***** Page excerpt

- Education: A.B. in English Literature and Language, J.D. in Law
- Alma mater: Harvard, Yale Law School
- Writing career
- Years active: 2015-now
- Genre: young adult
- Notable works: Forget Tomorrow, Seize Today
- Notable awards: RITA award – Best First Book 2016 Forget Tomorrow RITA award – Young Adult Romance 2018 Seize Today
- Website: pintipdunn.com

= Pintip Dunn =

American novelist

Pintip Dunn is a New York Times best-selling author of young adult fiction. Her Forget Tomorrow series has been translated into four languages. She is a two-time recipient of the RITA Award.

== Personal life ==
Dunn is the daughter of Thai immigrants and grew up in Parsons, Kansas. She attended Harvard University to study English Literature and Language, earning an A.B., and received her J.D. from Yale Law School.

== Career ==

===Forget Tomorrow series ===

Dunn's debut young adult novel, Forget Tomorrow (Entangled: Teen, 2015), the first in a series, is set in a sci-fi world in which people can see their own future, where sixteen-year-old Callie sees herself murder her own sister. It was published by Entangled: Teen in 2015 and hit the New York Times Young Adult E-Books Bestseller List at #4. The second book in the series is set ten years later and follows Jessa, Callie's sister, while she tries to prevent a massacre. It was published in 2016. A prequel to the series, Before Tomorrow, was also published in 2016. The third book in the series, Seize Today, was published in 2017.

**********

- What this exercise asks:
a – In the Pintip Dunn profile, where did Dunn grow up?
b – Pick up the Pintip Dunn profile after its final sentence and carry it on for a short paragraph.

***** Given data

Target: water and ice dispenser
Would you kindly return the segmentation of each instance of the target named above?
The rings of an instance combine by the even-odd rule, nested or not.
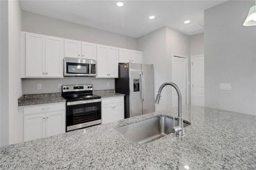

**********

- Written answers:
a – Parsons, Kansas.

b –
===Star-Crossed series ===
The first book in her second young adult series, Star-Crossed, was published in 2018 by Entangled: Teen. It's about a princess who lives on a planet where food is rare and who has to undergo a procedure that takes sixty years off her life but enables her colony to survive via nutrition pills, while her father, the king, is dying.

A sequel, Sky-Kissed, was set to follow in 2019.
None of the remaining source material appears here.